→ Exercise requirements:
1: Print the stretch of the von Braun passage from "NASA was established" through "in the program.".
2: According to the von Braun passage, on what date did Man in Space first air?
3: Give every year named in the von Braun passage, in order of appearance.

→ Supplied passage:
________________________________________

Von Braun had a lot of ideas about space stations that will orbit around Earth, permanent lunar base or rockets that used recoverable and reusable ascent stages, as Spacex uses today. He envisioned these expeditions as very large-scale undertakings, with a total of 50 astronauts traveling in three huge spacecraft (two for crew, one primarily for cargo), each 49 m (160.76 ft) long and 33 m (108.27 ft) in diameter and driven by a rectangular array of 30 rocket propulsion engines. The German engineer also worked out preliminary concepts for a human mission to Mars that used the space station as a staging point. His initial plans, published in The Mars Project (1952), had envisaged a fleet of 10 spacecraft (each with a mass of 3,720 metric tonnes), three of them uncrewed and each carrying one 200-tone winged lander in addition to cargo, and nine crew vehicles transporting a total of 70 astronauts.
In the hope that its involvement would bring about greater public interest in the future of the space program, von Braun also began working with Walt Disney and the Disney studios as a technical director, initially for three television films about space exploration. The initial broadcast devoted to space exploration was Man in Space, which first went on air on 9 March 1955, drawing 40 million viewers.
NASA was established by law on 29 July 1958. One day later, the 50th Redstone rocket was successfully launched from Johnston Atoll in the south Pacific as part of Operation Hardtack I. Two years later, NASA opened the Marshall Space Flight Center at Redstone Arsenal in Huntsville, and the Army Ballistic Missile Agency (ABMA) development team led by von Braun was transferred to NASA. Here he worked in Project Mercury where he was very cautious and always asked for more testing before the Redstone could be deemed man-rated, this brought him clashes with other people involved in the program.
The Marshall Center’s first major program was the development of Saturn rockets to carry heavy payloads into and beyond Earth orbit. From this, the Apollo program for crewed Moon flights was developed. Von Braun initially pushed for a flight engineering concept that called for an Earth orbit rendezvous technique (the approach he had argued for building his space station), but in 1962, he converted to the lunar orbit rendezvous concept that was subsequently realized. He later became the director for Apollo Applications Program and in 1970 he was assigned the post of NASA’s Deputy Associate Administrator for Planning at NASA Headquarters. He retired from NASA on 26 May 1972.

________________________________________

→ Given records:

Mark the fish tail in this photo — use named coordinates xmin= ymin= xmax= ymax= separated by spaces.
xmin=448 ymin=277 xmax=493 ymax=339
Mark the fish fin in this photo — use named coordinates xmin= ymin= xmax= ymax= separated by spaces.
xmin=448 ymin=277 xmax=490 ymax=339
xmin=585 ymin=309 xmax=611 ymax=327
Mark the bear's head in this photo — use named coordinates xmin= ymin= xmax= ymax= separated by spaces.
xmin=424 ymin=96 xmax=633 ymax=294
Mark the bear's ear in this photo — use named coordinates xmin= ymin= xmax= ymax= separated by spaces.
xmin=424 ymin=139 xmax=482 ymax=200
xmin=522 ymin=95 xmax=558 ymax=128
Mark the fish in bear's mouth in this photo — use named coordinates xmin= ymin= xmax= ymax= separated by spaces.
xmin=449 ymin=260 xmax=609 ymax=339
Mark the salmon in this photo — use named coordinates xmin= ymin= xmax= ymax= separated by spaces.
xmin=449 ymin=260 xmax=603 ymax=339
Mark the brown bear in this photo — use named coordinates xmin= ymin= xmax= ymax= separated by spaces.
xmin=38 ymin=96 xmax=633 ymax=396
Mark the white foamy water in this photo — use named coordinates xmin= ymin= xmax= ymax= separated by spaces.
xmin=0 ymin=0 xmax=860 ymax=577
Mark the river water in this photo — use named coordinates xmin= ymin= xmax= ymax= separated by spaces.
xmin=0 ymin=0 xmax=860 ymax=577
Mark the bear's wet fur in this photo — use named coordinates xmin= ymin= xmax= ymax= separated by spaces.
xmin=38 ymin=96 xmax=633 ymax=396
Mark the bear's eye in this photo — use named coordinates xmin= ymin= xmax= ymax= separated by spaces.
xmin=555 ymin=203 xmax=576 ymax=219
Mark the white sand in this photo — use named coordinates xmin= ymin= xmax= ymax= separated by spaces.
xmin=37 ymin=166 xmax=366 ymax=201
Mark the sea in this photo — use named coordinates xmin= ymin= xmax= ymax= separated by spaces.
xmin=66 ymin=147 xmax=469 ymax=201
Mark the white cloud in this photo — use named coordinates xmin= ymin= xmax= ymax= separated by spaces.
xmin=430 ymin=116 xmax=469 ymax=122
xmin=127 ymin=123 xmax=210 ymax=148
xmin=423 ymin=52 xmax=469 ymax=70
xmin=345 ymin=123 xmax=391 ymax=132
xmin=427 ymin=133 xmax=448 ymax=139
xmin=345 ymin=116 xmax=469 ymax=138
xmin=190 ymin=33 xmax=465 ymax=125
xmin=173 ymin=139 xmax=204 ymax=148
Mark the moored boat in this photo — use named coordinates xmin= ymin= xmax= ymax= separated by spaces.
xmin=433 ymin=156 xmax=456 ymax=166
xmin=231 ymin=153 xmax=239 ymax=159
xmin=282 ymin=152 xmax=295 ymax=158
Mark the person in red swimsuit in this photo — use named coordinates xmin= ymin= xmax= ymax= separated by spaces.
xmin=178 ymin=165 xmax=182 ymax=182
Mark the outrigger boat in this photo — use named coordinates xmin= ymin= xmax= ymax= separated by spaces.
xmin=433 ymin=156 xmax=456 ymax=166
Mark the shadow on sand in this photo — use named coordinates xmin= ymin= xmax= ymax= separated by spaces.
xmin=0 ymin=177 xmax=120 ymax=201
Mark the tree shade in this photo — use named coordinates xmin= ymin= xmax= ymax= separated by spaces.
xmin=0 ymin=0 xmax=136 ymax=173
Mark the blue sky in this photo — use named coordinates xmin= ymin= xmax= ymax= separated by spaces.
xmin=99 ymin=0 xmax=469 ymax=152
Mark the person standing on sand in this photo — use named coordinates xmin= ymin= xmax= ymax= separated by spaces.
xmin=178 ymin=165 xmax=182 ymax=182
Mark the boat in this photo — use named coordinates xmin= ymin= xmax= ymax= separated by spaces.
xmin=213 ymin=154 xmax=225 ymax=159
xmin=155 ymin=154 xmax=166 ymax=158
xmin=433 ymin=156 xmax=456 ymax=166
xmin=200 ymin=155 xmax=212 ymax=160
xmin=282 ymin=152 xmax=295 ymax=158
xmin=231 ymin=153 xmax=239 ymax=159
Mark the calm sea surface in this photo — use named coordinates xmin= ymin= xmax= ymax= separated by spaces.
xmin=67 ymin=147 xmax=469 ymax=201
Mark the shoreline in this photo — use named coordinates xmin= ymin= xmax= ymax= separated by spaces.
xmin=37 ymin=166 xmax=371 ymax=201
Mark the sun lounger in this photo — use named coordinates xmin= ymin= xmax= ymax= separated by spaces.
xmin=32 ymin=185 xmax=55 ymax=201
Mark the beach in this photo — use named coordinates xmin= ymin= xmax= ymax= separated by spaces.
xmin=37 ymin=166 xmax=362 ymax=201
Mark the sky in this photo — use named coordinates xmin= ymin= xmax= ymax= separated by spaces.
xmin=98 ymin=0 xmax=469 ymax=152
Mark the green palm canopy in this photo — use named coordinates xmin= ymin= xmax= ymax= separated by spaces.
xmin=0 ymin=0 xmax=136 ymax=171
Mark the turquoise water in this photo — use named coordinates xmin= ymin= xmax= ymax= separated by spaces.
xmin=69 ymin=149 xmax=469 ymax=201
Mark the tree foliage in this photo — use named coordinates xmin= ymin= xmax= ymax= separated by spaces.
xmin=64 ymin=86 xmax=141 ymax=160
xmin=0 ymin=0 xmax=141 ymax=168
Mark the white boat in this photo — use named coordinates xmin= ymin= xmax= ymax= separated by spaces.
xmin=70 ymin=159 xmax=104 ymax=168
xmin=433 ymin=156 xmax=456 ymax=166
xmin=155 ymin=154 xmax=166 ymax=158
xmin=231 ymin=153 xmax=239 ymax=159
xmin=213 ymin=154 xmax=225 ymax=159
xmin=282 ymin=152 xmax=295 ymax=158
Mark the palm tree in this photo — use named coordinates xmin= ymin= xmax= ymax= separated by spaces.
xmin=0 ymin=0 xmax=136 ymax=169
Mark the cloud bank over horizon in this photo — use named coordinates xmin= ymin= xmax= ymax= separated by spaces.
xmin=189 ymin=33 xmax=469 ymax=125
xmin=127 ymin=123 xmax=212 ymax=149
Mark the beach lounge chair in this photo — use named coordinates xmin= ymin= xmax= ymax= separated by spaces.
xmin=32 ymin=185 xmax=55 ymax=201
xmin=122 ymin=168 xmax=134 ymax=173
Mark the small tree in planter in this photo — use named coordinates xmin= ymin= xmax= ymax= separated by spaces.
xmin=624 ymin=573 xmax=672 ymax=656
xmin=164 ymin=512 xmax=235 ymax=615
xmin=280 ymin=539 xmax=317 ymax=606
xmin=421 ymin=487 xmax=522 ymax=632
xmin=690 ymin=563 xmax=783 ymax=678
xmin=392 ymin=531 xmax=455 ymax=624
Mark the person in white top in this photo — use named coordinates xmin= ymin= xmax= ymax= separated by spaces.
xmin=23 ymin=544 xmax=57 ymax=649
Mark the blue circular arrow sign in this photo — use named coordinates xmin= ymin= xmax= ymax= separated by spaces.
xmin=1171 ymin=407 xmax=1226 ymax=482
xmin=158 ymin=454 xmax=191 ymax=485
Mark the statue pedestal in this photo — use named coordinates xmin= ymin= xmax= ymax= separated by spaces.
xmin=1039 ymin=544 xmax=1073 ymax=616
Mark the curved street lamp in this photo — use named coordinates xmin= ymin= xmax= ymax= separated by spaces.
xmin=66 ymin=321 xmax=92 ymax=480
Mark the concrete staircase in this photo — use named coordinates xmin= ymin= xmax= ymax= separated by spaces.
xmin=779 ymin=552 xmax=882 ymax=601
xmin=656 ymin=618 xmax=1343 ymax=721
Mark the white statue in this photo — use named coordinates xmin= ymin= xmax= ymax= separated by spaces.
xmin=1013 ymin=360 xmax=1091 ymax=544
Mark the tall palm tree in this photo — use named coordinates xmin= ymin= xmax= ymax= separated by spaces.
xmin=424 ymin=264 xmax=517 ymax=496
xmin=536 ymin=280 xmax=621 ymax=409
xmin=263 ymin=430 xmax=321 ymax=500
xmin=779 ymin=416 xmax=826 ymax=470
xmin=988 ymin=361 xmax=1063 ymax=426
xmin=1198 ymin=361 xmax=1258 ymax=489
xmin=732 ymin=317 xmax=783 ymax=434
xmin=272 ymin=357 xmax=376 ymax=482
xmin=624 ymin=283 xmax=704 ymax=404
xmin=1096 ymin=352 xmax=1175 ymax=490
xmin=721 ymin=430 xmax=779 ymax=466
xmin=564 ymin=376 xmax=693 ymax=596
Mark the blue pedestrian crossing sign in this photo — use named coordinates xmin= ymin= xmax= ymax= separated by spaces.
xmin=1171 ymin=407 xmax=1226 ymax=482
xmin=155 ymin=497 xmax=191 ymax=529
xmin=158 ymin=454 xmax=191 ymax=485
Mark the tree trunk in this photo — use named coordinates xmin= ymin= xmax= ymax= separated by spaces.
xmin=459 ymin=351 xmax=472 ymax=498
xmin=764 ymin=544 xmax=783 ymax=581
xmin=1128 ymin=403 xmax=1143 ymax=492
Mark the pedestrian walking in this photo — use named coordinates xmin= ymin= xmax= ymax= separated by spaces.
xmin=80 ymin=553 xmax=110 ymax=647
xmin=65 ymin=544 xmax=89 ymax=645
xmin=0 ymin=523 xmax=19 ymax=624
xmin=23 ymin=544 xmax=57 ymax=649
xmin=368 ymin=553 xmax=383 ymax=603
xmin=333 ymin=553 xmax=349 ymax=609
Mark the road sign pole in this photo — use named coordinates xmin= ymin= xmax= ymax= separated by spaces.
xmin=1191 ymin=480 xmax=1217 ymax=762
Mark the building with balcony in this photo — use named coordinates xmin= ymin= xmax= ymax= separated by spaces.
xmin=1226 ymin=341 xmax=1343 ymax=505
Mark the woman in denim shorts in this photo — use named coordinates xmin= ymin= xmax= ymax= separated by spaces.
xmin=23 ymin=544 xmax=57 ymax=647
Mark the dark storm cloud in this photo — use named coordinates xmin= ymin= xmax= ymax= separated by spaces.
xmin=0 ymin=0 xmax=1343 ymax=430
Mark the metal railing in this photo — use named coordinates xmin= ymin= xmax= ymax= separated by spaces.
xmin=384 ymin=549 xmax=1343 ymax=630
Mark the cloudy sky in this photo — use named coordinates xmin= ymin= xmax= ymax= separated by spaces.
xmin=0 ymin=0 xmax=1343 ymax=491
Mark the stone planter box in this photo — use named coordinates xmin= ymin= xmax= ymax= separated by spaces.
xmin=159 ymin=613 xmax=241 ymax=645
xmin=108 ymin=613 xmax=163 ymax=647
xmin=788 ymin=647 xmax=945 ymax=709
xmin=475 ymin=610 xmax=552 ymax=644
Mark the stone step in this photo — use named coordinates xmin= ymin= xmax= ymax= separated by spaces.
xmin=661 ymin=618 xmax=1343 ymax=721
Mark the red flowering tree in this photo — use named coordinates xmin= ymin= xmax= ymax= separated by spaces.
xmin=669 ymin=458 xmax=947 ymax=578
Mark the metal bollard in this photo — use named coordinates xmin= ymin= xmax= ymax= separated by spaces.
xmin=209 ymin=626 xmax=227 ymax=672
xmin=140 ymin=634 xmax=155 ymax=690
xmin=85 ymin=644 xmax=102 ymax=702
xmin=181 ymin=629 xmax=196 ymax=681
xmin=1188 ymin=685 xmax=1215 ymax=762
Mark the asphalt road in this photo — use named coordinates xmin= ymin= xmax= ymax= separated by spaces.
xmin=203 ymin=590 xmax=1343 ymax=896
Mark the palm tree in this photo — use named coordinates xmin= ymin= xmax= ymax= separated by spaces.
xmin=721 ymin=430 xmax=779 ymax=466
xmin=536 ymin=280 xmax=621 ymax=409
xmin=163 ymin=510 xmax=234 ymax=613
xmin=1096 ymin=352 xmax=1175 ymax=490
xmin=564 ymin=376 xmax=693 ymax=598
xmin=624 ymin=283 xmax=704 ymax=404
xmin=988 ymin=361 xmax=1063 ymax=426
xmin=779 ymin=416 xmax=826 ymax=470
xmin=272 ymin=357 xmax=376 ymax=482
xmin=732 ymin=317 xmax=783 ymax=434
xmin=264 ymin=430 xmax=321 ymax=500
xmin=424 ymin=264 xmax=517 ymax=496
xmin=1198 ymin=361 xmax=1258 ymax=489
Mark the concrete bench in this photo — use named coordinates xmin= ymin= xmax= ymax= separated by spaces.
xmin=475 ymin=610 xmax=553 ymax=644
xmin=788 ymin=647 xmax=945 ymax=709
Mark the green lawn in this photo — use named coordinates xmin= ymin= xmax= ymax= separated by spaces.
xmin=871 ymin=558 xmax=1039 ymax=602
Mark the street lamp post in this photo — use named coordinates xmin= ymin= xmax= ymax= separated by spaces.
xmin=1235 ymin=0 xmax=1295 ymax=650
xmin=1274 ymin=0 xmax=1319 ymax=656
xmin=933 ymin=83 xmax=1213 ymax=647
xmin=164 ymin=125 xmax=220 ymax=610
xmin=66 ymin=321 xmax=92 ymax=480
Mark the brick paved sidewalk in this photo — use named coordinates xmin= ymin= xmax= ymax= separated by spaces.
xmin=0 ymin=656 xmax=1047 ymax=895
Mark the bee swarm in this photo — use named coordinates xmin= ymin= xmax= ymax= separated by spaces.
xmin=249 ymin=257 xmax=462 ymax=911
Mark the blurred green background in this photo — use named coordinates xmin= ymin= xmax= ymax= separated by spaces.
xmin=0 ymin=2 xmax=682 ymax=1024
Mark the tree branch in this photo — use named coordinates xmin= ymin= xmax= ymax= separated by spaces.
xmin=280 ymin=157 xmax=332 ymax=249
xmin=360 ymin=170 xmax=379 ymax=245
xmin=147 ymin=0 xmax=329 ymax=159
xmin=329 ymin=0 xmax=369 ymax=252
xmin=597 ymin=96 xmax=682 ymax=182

________________________________________

→ Answers by task:
1:
NASA was established by law on 29 July 1958. One day later, the 50th Redstone rocket was successfully launched from Johnston Atoll in the south Pacific as part of Operation Hardtack I. Two years later, NASA opened the Marshall Space Flight Center at Redstone Arsenal in Huntsville, and the Army Ballistic Missile Agency (ABMA) development team led by von Braun was transferred to NASA. Here he worked in Project Mercury where he was very cautious and always asked for more testing before the Redstone could be deemed man-rated, this brought him clashes with other people involved in the program.

2: 9 March 1955

3: 1952, 1955, 1958, 1962, 1970, 1972